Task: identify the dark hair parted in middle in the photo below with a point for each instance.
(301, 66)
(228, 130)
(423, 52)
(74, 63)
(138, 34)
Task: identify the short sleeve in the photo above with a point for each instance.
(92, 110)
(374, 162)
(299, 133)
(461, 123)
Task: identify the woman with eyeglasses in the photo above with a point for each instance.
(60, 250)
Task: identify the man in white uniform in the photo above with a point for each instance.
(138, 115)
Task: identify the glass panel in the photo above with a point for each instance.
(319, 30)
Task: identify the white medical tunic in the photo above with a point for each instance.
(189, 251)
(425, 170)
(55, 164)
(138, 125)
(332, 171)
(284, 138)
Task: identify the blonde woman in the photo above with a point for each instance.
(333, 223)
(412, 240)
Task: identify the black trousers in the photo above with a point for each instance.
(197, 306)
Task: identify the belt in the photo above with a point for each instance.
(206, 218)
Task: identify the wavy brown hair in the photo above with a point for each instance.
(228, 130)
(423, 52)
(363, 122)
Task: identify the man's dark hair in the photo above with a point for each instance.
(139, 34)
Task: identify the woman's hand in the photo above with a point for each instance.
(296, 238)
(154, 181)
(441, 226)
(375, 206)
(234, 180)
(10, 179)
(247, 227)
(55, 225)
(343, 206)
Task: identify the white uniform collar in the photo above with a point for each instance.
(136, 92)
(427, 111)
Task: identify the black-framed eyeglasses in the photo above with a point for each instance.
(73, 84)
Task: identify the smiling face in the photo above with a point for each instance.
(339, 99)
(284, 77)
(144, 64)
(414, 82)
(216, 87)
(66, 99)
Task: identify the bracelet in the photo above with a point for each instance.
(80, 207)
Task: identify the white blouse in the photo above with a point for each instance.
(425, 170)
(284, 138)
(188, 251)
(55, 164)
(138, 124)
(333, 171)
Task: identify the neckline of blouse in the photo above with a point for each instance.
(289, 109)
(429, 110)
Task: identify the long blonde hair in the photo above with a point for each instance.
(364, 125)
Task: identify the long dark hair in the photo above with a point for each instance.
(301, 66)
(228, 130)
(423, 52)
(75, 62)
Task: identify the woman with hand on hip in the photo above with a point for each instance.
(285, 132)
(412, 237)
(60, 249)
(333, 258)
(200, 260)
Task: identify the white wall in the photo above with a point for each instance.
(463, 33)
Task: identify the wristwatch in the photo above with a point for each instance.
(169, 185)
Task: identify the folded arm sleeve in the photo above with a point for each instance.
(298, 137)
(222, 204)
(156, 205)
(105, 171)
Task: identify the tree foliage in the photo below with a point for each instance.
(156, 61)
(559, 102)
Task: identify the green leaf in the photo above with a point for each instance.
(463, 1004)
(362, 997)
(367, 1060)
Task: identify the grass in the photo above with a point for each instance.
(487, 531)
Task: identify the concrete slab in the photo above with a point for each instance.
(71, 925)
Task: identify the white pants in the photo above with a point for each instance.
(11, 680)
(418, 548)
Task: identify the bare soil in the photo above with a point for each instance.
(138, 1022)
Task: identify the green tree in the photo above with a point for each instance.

**What the task requires:** Rewrite every one of the rows above, changing each "with a point for each instance" to "with one point per instance" and leaving everything else unchanged.

**Result below:**
Task: identify the dark hair parted in middle in the photo below with one point per instance.
(301, 66)
(228, 130)
(423, 52)
(74, 63)
(138, 34)
Task: identify the short sleeve in the photo above with one point per instance.
(92, 110)
(374, 162)
(299, 133)
(461, 123)
Task: identify the woman with eyeglasses in the photo above with one point per instance.
(60, 250)
Task: identify the man in white uniform in the photo above with one point per instance.
(138, 115)
Task: identify the glass panel in the photo above with one point per instance.
(319, 30)
Task: identify the white medical tunic in the photo above with one point per instance.
(189, 251)
(425, 170)
(55, 164)
(138, 125)
(332, 171)
(284, 138)
Task: identify the blonde woman in the photo above with one point per instance.
(333, 223)
(412, 240)
Task: identify the black trousers in the photo above with one point per instance.
(197, 306)
Task: identify the belt in the photo above with one point per instance.
(206, 218)
Task: identify the wavy brown hair in the photo above with one point per instance.
(228, 130)
(423, 52)
(363, 122)
Task: identify the man's dark hair in the photo above with one point per instance.
(139, 34)
Task: identify the woman's hand in the photo above with one point per instance.
(296, 238)
(154, 181)
(441, 226)
(375, 206)
(234, 180)
(10, 179)
(247, 227)
(55, 225)
(343, 206)
Task: identify the white uniform collar in the photo above with one point per instance.
(136, 92)
(427, 111)
Task: identify the black-framed eyeglasses in the photo above with one point per instance.
(73, 84)
Task: identify the smiling face in the photo above with one point per instance.
(339, 99)
(284, 77)
(144, 64)
(414, 82)
(216, 87)
(66, 99)
Task: identify the bracelet in the photo above with one point per instance.
(80, 207)
Task: identify the white blouse in the photo above with one point per instance.
(425, 170)
(284, 138)
(188, 251)
(55, 164)
(138, 124)
(333, 171)
Task: identify the neckline of blouse in the photo above with one point per instance.
(289, 109)
(429, 110)
Task: identify the long blonde hair in the photo above with one point per instance.
(364, 125)
Task: identify the long dark hair in the photo above with one point per instance.
(301, 66)
(228, 130)
(423, 52)
(75, 62)
Task: identify the woman with hand on hip in the photo above with one point per instance.
(285, 132)
(412, 237)
(60, 249)
(333, 258)
(200, 260)
Task: identify the white wall in the photo above with one point per instance.
(463, 33)
Task: identify the wristwatch in the photo above with one point per instance.
(169, 185)
Task: identify the folded arm sleeve in the photo above with one point per instance.
(298, 137)
(222, 204)
(156, 205)
(105, 171)
Task: identify the tree foliage in the photo below with one point per instance.
(156, 61)
(559, 102)
Task: identify the green leaf in the photo above with one point per instance.
(463, 1004)
(362, 997)
(367, 1060)
Task: identify the grass in the photo above with one point per instance.
(487, 531)
Task: identify the concrete slab in the photo above with one point per instance.
(71, 925)
Task: identify the white pants in the photo above with one point per instance.
(11, 680)
(418, 548)
Task: identify the bare soil in the photo above with one point per instance.
(138, 1022)
Task: identify the green tree in the photo above with one point per instance.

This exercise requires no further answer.